AIM OF THE TASK - No record may be left out; print them all verbatim.

LISTED RECORDS -
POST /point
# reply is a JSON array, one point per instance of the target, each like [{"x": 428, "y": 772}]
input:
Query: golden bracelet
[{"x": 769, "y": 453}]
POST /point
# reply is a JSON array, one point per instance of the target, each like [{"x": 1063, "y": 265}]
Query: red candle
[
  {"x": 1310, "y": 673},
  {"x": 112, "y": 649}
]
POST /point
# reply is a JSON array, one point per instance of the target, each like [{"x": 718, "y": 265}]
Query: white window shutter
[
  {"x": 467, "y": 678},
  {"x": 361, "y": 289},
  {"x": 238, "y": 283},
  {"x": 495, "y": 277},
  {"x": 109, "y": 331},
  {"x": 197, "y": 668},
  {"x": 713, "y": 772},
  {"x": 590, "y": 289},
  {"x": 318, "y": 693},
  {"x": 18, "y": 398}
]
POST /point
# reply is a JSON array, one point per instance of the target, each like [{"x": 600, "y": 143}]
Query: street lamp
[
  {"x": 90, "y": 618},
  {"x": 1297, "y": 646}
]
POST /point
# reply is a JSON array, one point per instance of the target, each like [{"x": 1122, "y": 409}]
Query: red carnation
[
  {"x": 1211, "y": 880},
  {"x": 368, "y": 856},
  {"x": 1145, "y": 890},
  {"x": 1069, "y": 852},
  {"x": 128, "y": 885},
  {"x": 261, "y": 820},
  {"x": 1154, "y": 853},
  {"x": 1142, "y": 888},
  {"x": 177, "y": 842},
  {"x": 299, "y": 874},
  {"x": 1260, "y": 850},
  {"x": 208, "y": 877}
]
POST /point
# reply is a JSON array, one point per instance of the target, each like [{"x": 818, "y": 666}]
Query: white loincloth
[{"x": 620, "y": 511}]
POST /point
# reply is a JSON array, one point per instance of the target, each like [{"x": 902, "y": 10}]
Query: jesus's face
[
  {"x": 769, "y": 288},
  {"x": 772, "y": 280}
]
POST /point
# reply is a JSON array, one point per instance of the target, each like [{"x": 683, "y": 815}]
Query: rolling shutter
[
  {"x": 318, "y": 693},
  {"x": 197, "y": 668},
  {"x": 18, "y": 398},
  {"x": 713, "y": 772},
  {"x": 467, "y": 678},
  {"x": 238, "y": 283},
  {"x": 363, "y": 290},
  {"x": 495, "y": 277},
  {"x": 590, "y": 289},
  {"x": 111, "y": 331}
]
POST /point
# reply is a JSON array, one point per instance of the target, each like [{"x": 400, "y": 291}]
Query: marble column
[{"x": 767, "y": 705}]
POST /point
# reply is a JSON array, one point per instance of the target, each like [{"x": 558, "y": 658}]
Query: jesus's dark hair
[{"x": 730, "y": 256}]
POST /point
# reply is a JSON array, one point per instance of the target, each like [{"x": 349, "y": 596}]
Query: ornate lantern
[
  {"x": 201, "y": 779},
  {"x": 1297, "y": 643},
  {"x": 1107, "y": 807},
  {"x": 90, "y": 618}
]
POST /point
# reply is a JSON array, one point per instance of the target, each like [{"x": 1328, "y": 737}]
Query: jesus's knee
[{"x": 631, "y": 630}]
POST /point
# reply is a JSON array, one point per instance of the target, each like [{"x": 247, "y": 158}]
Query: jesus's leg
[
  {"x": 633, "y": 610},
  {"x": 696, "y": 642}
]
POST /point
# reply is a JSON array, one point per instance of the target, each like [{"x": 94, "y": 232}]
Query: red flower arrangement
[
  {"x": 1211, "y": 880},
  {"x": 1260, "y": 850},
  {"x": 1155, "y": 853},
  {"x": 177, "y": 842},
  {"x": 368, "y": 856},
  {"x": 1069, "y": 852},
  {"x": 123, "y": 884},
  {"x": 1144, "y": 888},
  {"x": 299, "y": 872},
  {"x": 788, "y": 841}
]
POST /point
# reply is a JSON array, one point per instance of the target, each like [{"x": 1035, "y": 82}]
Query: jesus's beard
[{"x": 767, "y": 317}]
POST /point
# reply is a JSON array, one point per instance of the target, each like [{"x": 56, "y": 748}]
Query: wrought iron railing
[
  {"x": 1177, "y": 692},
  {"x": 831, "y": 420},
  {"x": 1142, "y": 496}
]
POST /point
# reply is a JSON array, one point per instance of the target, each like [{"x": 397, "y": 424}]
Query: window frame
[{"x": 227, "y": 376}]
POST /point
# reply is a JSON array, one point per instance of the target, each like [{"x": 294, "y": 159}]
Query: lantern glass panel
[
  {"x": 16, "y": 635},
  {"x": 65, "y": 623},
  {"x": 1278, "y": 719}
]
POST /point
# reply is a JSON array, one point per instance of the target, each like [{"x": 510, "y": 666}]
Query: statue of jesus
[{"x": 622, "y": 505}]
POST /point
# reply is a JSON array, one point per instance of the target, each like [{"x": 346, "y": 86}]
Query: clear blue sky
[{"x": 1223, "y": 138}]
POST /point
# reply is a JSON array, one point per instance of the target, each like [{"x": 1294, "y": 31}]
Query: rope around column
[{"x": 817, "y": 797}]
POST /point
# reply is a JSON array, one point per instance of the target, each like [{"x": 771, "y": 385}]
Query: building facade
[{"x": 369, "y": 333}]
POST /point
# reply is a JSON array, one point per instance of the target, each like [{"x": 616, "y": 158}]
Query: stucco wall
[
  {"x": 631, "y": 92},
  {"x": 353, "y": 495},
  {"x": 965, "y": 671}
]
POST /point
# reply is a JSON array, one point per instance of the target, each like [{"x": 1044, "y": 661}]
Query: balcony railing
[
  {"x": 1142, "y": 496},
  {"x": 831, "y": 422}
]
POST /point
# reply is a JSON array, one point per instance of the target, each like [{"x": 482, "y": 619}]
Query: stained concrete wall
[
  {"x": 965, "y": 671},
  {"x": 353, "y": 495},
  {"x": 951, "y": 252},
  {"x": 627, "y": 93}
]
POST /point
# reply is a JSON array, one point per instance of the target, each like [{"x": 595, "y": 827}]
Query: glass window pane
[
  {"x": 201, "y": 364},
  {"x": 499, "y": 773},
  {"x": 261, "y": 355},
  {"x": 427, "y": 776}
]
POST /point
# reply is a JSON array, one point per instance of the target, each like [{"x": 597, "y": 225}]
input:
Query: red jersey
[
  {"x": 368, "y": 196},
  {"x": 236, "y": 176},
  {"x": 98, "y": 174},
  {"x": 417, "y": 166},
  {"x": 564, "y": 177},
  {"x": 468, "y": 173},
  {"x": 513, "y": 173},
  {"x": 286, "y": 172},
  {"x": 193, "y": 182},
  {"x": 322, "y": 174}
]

OUTPUT OF THE TASK -
POST /point
# reply is a JSON array, one point per instance of the target, each like [{"x": 428, "y": 772}]
input:
Query: golden bracelet
[{"x": 769, "y": 453}]
POST /point
# reply is a JSON array, one point per instance of the target, each like [{"x": 1063, "y": 265}]
Query: red candle
[
  {"x": 1310, "y": 673},
  {"x": 112, "y": 649}
]
POST /point
# reply is a JSON array, one point per instance of the target, each like [{"x": 718, "y": 265}]
Query: white window shutter
[
  {"x": 467, "y": 678},
  {"x": 361, "y": 289},
  {"x": 238, "y": 283},
  {"x": 495, "y": 277},
  {"x": 109, "y": 331},
  {"x": 197, "y": 668},
  {"x": 713, "y": 772},
  {"x": 590, "y": 289},
  {"x": 318, "y": 693},
  {"x": 18, "y": 398}
]
POST /point
# reply is a JSON array, one point per instance of the target, each like [{"x": 600, "y": 143}]
Query: street lamp
[
  {"x": 90, "y": 618},
  {"x": 1297, "y": 646}
]
POST /point
# reply is a JSON array, one point per instance of the target, each like [{"x": 1122, "y": 409}]
Query: red carnation
[
  {"x": 1211, "y": 880},
  {"x": 368, "y": 856},
  {"x": 1145, "y": 890},
  {"x": 1069, "y": 852},
  {"x": 128, "y": 885},
  {"x": 261, "y": 820},
  {"x": 1154, "y": 853},
  {"x": 1142, "y": 888},
  {"x": 177, "y": 842},
  {"x": 299, "y": 874},
  {"x": 1260, "y": 850},
  {"x": 208, "y": 877}
]
POST /point
# reply is a JSON array, one point per instance of the target, each like [{"x": 818, "y": 666}]
Query: white loincloth
[{"x": 620, "y": 511}]
POST /point
# reply is a JSON array, one point per instance of the target, each like [{"x": 902, "y": 10}]
Query: jesus's face
[
  {"x": 769, "y": 288},
  {"x": 772, "y": 280}
]
POST /point
# reply is a JSON array, one point per instance of the target, each like [{"x": 683, "y": 815}]
Query: rolling shutter
[
  {"x": 318, "y": 693},
  {"x": 197, "y": 668},
  {"x": 18, "y": 398},
  {"x": 713, "y": 772},
  {"x": 467, "y": 678},
  {"x": 238, "y": 283},
  {"x": 363, "y": 290},
  {"x": 495, "y": 277},
  {"x": 590, "y": 289},
  {"x": 111, "y": 331}
]
POST /point
# reply is a JSON array, one point per instance of the target, each like [{"x": 400, "y": 291}]
Query: marble column
[{"x": 767, "y": 705}]
POST /point
# reply is a JSON array, one point per instance of the target, each like [{"x": 558, "y": 658}]
Query: jesus's dark hair
[{"x": 730, "y": 256}]
POST /point
# reply is a JSON array, one point per instance of the target, each like [{"x": 349, "y": 596}]
Query: ornate lantern
[
  {"x": 201, "y": 779},
  {"x": 1297, "y": 643},
  {"x": 1107, "y": 807},
  {"x": 90, "y": 618}
]
POST /point
# reply is a JSON array, one point per instance of the target, each like [{"x": 1328, "y": 737}]
Query: jesus's knee
[{"x": 631, "y": 630}]
POST /point
# reply is a JSON array, one point per instance of the target, each like [{"x": 247, "y": 158}]
Query: jesus's leg
[
  {"x": 633, "y": 610},
  {"x": 696, "y": 642}
]
POST /point
# reply is a JSON array, one point per instance of the target, each like [{"x": 94, "y": 232}]
Query: red flower arrangement
[
  {"x": 1211, "y": 880},
  {"x": 1260, "y": 850},
  {"x": 1155, "y": 853},
  {"x": 177, "y": 842},
  {"x": 368, "y": 856},
  {"x": 1069, "y": 852},
  {"x": 123, "y": 884},
  {"x": 1144, "y": 888},
  {"x": 299, "y": 872},
  {"x": 788, "y": 841}
]
POST /point
# reply is a JSON array, one point per instance of the target, each like [{"x": 1035, "y": 82}]
Query: jesus's beard
[{"x": 767, "y": 317}]
POST /point
# reply is a JSON array, one point per instance of the target, each like [{"x": 56, "y": 748}]
Query: wrought iron railing
[
  {"x": 1177, "y": 692},
  {"x": 831, "y": 420},
  {"x": 1142, "y": 496}
]
POST /point
# reply is a JSON array, one point per instance of the target, each like [{"x": 397, "y": 424}]
Query: window frame
[{"x": 227, "y": 376}]
POST /point
# reply is a JSON array, one point per instance of the target, each like [{"x": 294, "y": 159}]
Query: lantern glass panel
[
  {"x": 16, "y": 635},
  {"x": 65, "y": 623},
  {"x": 1278, "y": 719}
]
POST /point
# reply is a JSON array, one point per instance of the target, each like [{"x": 510, "y": 666}]
Query: statue of jesus
[{"x": 622, "y": 505}]
POST /point
# reply is a JSON array, one point per instance of the target, each like [{"x": 346, "y": 86}]
Query: clear blue sky
[{"x": 1223, "y": 138}]
POST /point
# reply is a JSON array, one point per instance of the target, each like [{"x": 1294, "y": 31}]
Query: rope around column
[{"x": 817, "y": 797}]
POST /point
# reply is a JSON array, one point per instance of the target, each like [{"x": 771, "y": 385}]
Query: building facade
[{"x": 369, "y": 333}]
POST /point
# reply is a JSON array, one point per instance of the target, each like [{"x": 616, "y": 158}]
Query: stucco wall
[
  {"x": 631, "y": 92},
  {"x": 353, "y": 495},
  {"x": 965, "y": 671}
]
POST /point
# reply is a JSON array, one point per instance of the target, each like [{"x": 1044, "y": 661}]
Query: balcony railing
[
  {"x": 1142, "y": 496},
  {"x": 831, "y": 422}
]
POST /point
# reply is a JSON array, one point per instance of the target, each like [{"x": 482, "y": 619}]
Query: stained concrete wall
[
  {"x": 965, "y": 671},
  {"x": 353, "y": 495},
  {"x": 951, "y": 252},
  {"x": 627, "y": 93}
]
POST /point
# reply is a JSON array, one point per instance of the target, each like [{"x": 595, "y": 827}]
Query: glass window pane
[
  {"x": 201, "y": 364},
  {"x": 499, "y": 773},
  {"x": 261, "y": 355},
  {"x": 427, "y": 776}
]
POST /point
# reply is a JSON array, one point per instance of the target, each like [{"x": 597, "y": 225}]
input:
Query: red jersey
[
  {"x": 368, "y": 196},
  {"x": 236, "y": 176},
  {"x": 98, "y": 174},
  {"x": 417, "y": 166},
  {"x": 564, "y": 177},
  {"x": 468, "y": 173},
  {"x": 513, "y": 173},
  {"x": 286, "y": 172},
  {"x": 193, "y": 182},
  {"x": 322, "y": 174}
]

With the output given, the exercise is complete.